Mr. Speaker, I rise for a point of personal privilege.
Thank you, Mr. Speaker — members of the House:
I have wrestled deeply over the subject matter of this speech today, but the last three weeks have prompted a significant amount of thought and reflection with family, friends, peers, and colleagues, and debate within myself.
Today I am speaking as an almost thirty-year-old, lifelong resident of Virginia who happens to be a delegate with a platform. I speak for no one else but myself — no caucus or particular group within this body or around the state.
Over the several weeks, deep wounds have been opened within Virginia, sparking a conversation and examination of a topic that often brings about significant discomfort when brought up directly: race in Virginia.
Some people say race is used as a boogeyman, and others might try and use it to their advantage. I stand before you to simply tell it like it is.
Make no mistake — I have spent these few weeks alternating between anger, grief, angst, despair, and physical and emotional pain. For long stretches, I have remained silent — unable to summon the words to accurately describe how I have been feeling when people have called, texted, or emailed to see whether I was alright.
I decided to speak on this today because of another reaction I have heard personally and seen in the media. The reaction is one of surprise that things like blackface and other expressions of racism and white supremacy still occurred in our society as late as the 1980’s or even today.
That surprise has been a luxury to many Virginians, most of them white.
For many of us in this chamber, and millions of people across this country, the events that have gripped Virginia aren’t an aberration, an abstraction, or an anachronism. They aren’t a unit in a history textbook.
To me, and many people like me, these events are a window into a struggle that defines daily life for black Americans from the day we are born until the day we die.
I have thought a lot about my experience as a black man in this Commonwealth and the history of my family, the Joneses and the Simmonses. And they are my Black History Month spotlight today.
As the grandson and son of men and women who spent the entirety of their lives attempting to push back against the horrors of racism in Virginia, I have long been acquainted with the pain and suffering of people of color in this state.
As a child, my family made sure that I was aware that slaves were brought to Virginia against their will. That they were treated as inhuman, partial people who were not worthy of consideration as anything more than property.
They made sure I was aware that a bitter conflict erupted in this country, in large part because some folks believed that slaves should be free, and others did not. They made sure I knew that even after the war, blacks weren’t even close to being equal under the eyes of the law or in the eyes of white people.
That somewhere along the way, slaves from the American South had children who had children who ended up in Virginia. That those people became my grandparents and parents.
My grandparents, whose only option for higher education was a historically black college, chose Virginia State University in Petersburg. My grandfather, Hilary H. Jones, Jr., who wanted to be attorney, could not attend law school in Virginia because blacks were not allowed at all white schools.
He had to borrow other students’ bar preparation books because the white law libraries would not lend them to him. And this was in the 1940s, after he had served his country and risked his life in the Italian Theater in World War II.

▸ WORK TO DO:
• 1. Decide whether each statement below agrees with the speech, answering yes or no and quoting the words of the speech that settle it: (a) The speaker's grandparents attended Virginia State University in Petersburg. (b) The speaker addresses the House on behalf of a caucus. (c) The speaker's grandfather served in the Pacific Theater in World War II.
• 2. Write down the part of the speech from "Make no mistake" up to and including "a history textbook.", keeping every word and mark unchanged.

(Dataset items)
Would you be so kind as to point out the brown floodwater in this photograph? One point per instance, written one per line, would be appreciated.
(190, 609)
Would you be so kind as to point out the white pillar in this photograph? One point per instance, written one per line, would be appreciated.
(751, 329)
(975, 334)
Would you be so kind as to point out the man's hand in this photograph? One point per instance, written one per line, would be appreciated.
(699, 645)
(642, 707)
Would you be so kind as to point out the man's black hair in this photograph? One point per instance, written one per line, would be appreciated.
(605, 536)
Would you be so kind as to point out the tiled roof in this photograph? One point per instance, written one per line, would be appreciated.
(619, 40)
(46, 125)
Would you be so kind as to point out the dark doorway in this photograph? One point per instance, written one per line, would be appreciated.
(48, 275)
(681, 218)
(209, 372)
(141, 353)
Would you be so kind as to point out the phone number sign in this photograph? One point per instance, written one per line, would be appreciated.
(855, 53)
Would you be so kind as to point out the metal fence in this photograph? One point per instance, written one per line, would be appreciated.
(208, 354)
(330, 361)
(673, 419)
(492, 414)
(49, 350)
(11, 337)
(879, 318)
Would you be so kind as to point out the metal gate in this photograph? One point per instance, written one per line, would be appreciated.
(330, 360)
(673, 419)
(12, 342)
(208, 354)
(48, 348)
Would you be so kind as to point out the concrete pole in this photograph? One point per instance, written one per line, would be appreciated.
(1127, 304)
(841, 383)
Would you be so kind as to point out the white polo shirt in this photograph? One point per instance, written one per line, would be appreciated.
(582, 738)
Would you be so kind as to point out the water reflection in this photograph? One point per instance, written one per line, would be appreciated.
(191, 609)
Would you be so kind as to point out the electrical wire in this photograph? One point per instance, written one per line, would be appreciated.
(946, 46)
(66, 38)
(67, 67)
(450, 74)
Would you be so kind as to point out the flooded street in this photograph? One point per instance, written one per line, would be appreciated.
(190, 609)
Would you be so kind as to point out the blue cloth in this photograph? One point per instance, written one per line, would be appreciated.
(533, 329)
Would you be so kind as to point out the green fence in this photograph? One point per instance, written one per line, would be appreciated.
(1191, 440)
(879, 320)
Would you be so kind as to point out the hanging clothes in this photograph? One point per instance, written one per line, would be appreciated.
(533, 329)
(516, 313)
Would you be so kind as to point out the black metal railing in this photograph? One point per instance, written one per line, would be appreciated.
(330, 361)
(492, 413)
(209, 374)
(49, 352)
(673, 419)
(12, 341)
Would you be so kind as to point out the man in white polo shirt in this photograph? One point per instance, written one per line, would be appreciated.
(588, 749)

▸ RESPONSES TO THE TASKS:
• 1.
(a) Yes: "My grandparents, whose only option for higher education was a historically black college, chose Virginia State University in Petersburg."
(b) No: "I speak for no one else but myself — no caucus or particular group within this body or around the state."
(c) No: "after he had served his country and risked his life in the Italian Theater in World War II."

• 2.
Make no mistake — I have spent these few weeks alternating between anger, grief, angst, despair, and physical and emotional pain. For long stretches, I have remained silent — unable to summon the words to accurately describe how I have been feeling when people have called, texted, or emailed to see whether I was alright.
I decided to speak on this today because of another reaction I have heard personally and seen in the media. The reaction is one of surprise that things like blackface and other expressions of racism and white supremacy still occurred in our society as late as the 1980’s or even today.
That surprise has been a luxury to many Virginians, most of them white.
For many of us in this chamber, and millions of people across this country, the events that have gripped Virginia aren’t an aberration, an abstraction, or an anachronism. They aren’t a unit in a history textbook.